Exercise aim:
Restrict the output to the lines below starting at the one that contains "Query: white shelving unit" and ending at the one that contains "<point>864,420</point>", and restate them word for word, both ends included.

Dataset entries START

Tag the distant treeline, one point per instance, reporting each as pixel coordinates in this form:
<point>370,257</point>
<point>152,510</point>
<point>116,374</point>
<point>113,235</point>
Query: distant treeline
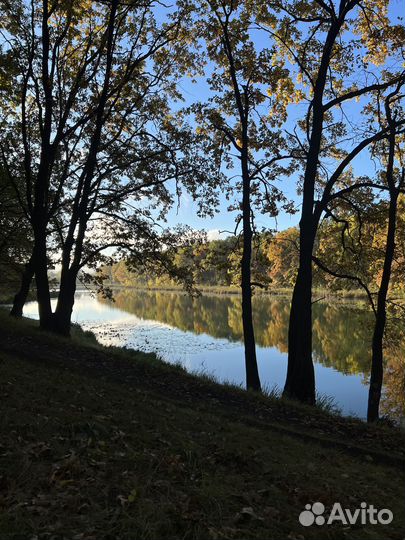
<point>275,261</point>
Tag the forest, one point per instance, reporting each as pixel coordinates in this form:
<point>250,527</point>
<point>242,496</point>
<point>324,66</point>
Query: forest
<point>282,119</point>
<point>100,140</point>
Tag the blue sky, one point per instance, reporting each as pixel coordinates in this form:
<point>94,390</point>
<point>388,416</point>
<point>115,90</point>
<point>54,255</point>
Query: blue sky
<point>186,212</point>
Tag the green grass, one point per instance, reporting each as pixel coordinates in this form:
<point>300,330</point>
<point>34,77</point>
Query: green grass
<point>143,450</point>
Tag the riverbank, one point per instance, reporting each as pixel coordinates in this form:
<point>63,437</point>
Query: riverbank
<point>103,443</point>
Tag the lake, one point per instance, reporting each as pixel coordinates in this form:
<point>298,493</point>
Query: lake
<point>205,335</point>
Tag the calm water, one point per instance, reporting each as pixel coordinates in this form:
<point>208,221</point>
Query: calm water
<point>205,335</point>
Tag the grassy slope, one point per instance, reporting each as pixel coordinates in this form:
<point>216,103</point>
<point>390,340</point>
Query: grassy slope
<point>98,443</point>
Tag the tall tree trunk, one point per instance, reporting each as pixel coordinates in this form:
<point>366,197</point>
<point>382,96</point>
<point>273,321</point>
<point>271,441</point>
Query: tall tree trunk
<point>377,359</point>
<point>300,380</point>
<point>21,297</point>
<point>42,282</point>
<point>252,373</point>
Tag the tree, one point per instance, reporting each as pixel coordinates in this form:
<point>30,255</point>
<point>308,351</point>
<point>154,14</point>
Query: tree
<point>326,44</point>
<point>245,138</point>
<point>95,130</point>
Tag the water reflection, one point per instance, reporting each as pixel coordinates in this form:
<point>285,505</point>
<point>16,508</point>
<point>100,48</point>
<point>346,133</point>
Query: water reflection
<point>205,334</point>
<point>341,332</point>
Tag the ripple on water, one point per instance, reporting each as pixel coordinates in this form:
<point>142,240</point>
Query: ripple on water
<point>168,343</point>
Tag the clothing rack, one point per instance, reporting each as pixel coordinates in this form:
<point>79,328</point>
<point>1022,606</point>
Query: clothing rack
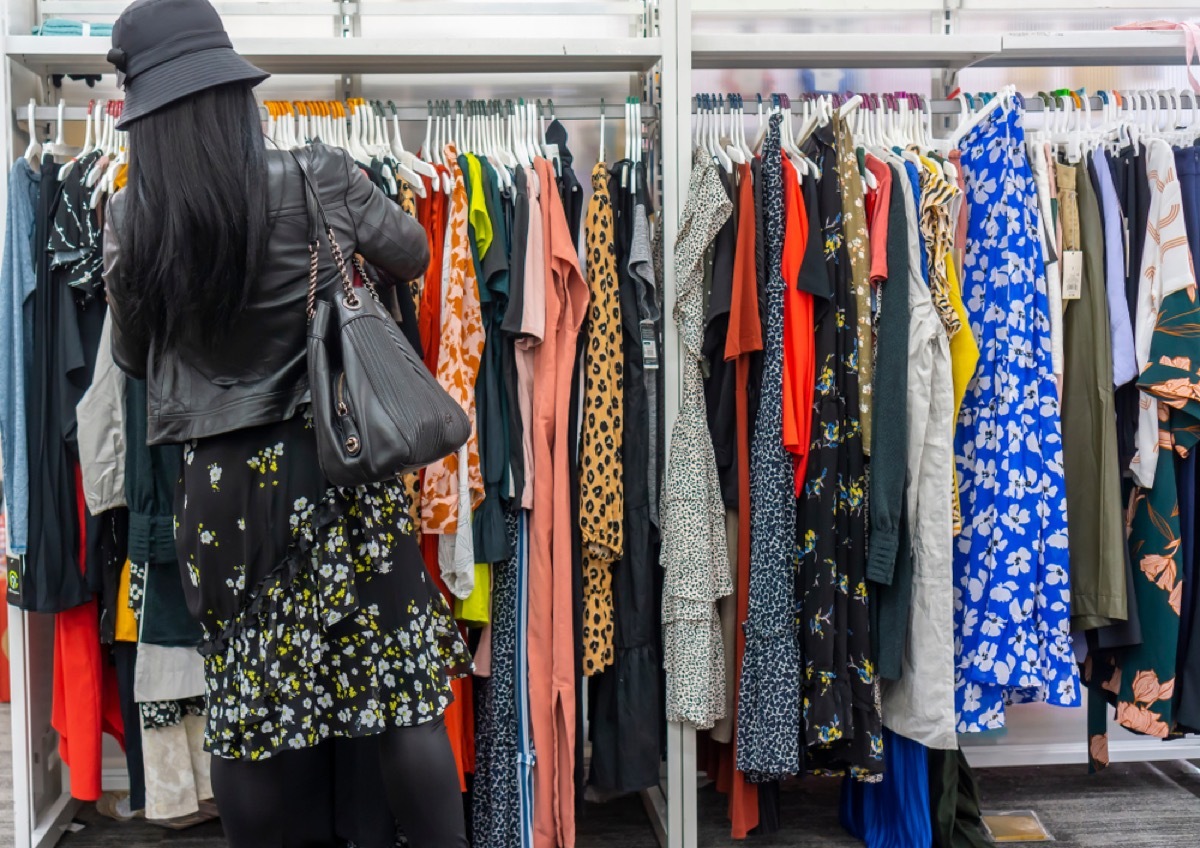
<point>943,52</point>
<point>660,53</point>
<point>630,42</point>
<point>408,113</point>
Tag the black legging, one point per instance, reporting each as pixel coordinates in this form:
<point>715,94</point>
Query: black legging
<point>288,801</point>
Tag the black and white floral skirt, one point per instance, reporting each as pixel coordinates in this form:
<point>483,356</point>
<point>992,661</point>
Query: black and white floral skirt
<point>319,617</point>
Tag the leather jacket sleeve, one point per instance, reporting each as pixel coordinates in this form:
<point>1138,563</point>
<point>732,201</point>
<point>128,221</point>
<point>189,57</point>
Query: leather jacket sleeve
<point>130,349</point>
<point>385,235</point>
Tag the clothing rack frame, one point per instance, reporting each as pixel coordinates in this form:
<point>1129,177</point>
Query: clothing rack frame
<point>1059,735</point>
<point>663,48</point>
<point>42,805</point>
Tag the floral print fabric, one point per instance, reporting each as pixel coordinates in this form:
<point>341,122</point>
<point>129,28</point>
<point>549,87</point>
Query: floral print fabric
<point>1141,679</point>
<point>839,689</point>
<point>319,617</point>
<point>459,360</point>
<point>1012,583</point>
<point>855,226</point>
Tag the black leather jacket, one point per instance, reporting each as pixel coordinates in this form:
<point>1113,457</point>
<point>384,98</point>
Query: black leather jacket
<point>258,374</point>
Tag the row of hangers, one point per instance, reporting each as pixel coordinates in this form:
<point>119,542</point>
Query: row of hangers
<point>720,126</point>
<point>510,132</point>
<point>1068,121</point>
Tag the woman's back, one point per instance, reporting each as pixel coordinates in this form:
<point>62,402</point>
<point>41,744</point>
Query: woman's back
<point>211,380</point>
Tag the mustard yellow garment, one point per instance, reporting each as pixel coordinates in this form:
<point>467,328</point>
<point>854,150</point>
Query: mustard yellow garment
<point>964,359</point>
<point>477,609</point>
<point>478,209</point>
<point>126,621</point>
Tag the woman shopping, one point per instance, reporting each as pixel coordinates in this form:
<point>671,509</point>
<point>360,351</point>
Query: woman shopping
<point>325,642</point>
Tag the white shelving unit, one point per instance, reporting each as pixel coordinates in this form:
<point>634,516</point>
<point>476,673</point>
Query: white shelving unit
<point>51,54</point>
<point>1037,734</point>
<point>555,64</point>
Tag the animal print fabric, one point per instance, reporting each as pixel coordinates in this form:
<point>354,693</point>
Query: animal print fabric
<point>459,360</point>
<point>936,196</point>
<point>694,554</point>
<point>601,499</point>
<point>768,727</point>
<point>496,809</point>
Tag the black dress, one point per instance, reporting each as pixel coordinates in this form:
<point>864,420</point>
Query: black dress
<point>319,618</point>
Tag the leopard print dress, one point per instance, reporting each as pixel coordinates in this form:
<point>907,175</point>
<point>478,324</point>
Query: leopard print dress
<point>601,498</point>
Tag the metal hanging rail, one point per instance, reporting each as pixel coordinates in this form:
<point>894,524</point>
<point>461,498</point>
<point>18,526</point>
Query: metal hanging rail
<point>408,114</point>
<point>373,7</point>
<point>48,54</point>
<point>949,52</point>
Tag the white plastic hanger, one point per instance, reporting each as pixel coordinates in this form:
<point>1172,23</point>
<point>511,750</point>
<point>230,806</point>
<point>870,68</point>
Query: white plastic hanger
<point>34,151</point>
<point>1000,100</point>
<point>735,150</point>
<point>718,131</point>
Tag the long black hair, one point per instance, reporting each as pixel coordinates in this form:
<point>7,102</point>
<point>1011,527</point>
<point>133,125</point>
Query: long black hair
<point>196,226</point>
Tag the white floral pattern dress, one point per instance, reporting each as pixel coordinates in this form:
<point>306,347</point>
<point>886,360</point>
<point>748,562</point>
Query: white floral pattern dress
<point>319,618</point>
<point>1012,576</point>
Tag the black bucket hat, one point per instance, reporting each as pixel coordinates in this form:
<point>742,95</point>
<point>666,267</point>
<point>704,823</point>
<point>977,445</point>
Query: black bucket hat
<point>165,50</point>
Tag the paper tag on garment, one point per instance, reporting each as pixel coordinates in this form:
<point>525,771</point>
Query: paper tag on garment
<point>1072,275</point>
<point>649,347</point>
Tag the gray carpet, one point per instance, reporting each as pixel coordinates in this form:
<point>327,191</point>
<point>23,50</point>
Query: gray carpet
<point>1149,806</point>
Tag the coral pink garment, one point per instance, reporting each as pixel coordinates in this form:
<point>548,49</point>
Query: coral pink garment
<point>551,630</point>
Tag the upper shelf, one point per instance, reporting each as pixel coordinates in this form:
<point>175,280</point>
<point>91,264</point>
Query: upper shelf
<point>1101,47</point>
<point>918,50</point>
<point>837,49</point>
<point>49,54</point>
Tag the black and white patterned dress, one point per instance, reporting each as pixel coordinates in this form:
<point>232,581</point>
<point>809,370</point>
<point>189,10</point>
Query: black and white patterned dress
<point>768,728</point>
<point>319,618</point>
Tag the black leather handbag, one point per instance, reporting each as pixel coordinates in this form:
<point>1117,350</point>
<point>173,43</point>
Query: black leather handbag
<point>377,409</point>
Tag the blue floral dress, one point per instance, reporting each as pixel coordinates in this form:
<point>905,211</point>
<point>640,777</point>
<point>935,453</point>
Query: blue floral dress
<point>1012,581</point>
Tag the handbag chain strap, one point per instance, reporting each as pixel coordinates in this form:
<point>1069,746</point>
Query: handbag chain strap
<point>317,211</point>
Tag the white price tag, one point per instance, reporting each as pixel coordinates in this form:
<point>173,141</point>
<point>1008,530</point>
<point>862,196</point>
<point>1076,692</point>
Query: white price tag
<point>1072,275</point>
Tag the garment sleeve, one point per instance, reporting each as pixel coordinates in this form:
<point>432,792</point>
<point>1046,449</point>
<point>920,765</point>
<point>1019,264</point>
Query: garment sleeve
<point>889,447</point>
<point>131,349</point>
<point>385,235</point>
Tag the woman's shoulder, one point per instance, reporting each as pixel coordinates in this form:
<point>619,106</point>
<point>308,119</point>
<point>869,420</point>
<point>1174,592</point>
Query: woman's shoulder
<point>328,166</point>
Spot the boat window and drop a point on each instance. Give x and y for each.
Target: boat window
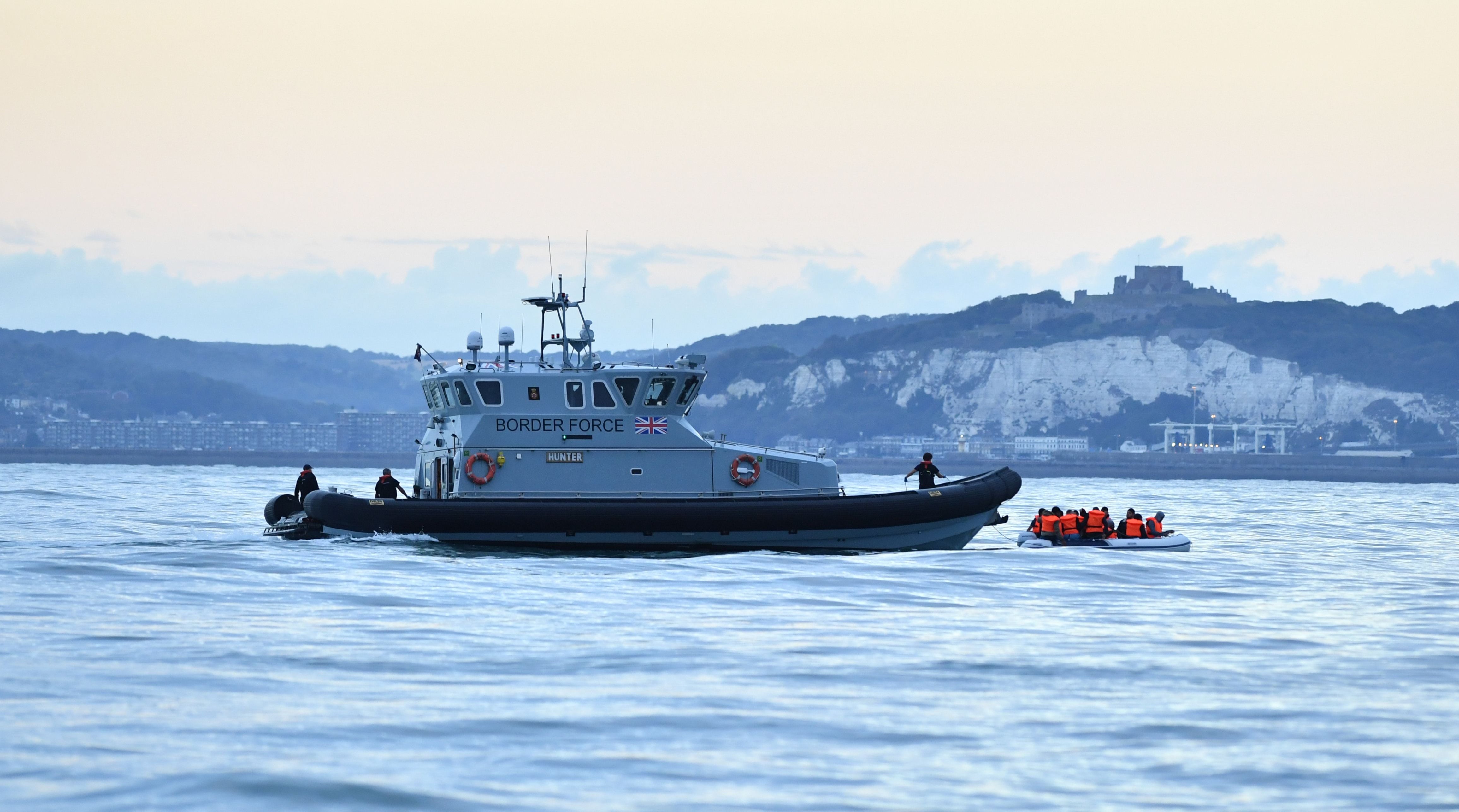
(691, 387)
(491, 393)
(628, 387)
(659, 391)
(602, 396)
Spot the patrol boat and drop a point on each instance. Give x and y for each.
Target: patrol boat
(574, 454)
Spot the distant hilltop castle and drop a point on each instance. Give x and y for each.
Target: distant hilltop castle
(1153, 289)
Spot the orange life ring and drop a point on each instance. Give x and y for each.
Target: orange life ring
(470, 467)
(745, 477)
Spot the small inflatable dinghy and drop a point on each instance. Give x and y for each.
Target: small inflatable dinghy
(1172, 543)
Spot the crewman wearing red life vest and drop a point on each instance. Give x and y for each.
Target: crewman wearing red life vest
(1133, 527)
(1049, 525)
(1156, 525)
(1070, 525)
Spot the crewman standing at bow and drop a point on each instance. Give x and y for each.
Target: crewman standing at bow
(305, 485)
(924, 473)
(387, 486)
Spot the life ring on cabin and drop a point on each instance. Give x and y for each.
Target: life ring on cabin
(740, 474)
(470, 469)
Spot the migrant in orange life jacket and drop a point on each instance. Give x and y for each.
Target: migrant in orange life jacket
(1070, 524)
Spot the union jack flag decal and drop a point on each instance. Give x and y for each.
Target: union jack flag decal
(650, 425)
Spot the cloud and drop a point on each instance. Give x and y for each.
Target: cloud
(17, 234)
(685, 294)
(1433, 285)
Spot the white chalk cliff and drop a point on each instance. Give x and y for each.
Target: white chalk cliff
(1012, 390)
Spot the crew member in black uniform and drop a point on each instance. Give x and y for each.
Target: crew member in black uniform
(387, 486)
(305, 485)
(924, 473)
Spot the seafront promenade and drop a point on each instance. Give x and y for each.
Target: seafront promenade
(1096, 464)
(1190, 467)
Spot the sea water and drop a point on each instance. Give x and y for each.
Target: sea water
(158, 652)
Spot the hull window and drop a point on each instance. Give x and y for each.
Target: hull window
(691, 388)
(491, 393)
(659, 391)
(602, 396)
(628, 387)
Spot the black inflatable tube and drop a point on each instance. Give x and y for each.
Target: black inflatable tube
(953, 500)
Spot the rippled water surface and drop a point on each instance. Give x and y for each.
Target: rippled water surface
(158, 652)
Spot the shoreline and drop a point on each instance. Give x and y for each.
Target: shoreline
(405, 461)
(1114, 466)
(1423, 470)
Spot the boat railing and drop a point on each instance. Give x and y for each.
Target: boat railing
(648, 495)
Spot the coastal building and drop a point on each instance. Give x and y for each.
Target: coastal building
(364, 431)
(1035, 447)
(354, 431)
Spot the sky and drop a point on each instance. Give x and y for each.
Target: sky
(381, 174)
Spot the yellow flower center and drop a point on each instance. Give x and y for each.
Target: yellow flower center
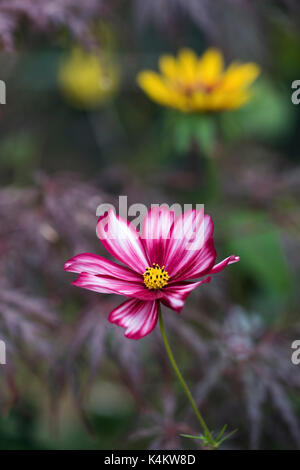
(155, 277)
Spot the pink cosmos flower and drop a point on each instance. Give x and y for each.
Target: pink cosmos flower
(159, 264)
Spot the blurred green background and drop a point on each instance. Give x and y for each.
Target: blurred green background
(72, 380)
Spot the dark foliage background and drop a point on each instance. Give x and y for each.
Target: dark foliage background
(72, 380)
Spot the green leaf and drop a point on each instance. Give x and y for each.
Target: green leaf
(268, 115)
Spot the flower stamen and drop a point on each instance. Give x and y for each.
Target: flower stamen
(155, 277)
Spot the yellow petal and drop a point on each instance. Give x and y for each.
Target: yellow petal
(187, 65)
(210, 66)
(240, 76)
(168, 66)
(154, 86)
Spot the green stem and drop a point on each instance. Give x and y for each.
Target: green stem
(182, 381)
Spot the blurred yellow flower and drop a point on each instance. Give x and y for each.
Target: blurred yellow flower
(88, 79)
(193, 84)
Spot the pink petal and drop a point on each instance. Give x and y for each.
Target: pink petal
(175, 294)
(156, 232)
(138, 317)
(121, 240)
(110, 285)
(200, 265)
(94, 264)
(220, 266)
(191, 232)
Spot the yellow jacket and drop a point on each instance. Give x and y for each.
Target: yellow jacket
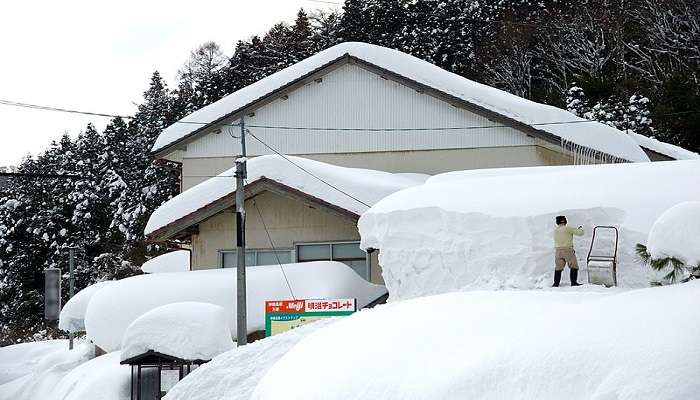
(564, 235)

Dataset entries END

Result of this task:
Query: white shelving unit
<point>51,54</point>
<point>1037,734</point>
<point>555,64</point>
Tag the animal print fabric, one point per instance, reporting each as pixel coordinates in this form:
<point>354,693</point>
Query: animal print fabric
<point>459,360</point>
<point>936,196</point>
<point>694,554</point>
<point>601,499</point>
<point>768,727</point>
<point>496,809</point>
Tag the black dress, one point per instance, reporting each as pixel coordinates in this form:
<point>864,420</point>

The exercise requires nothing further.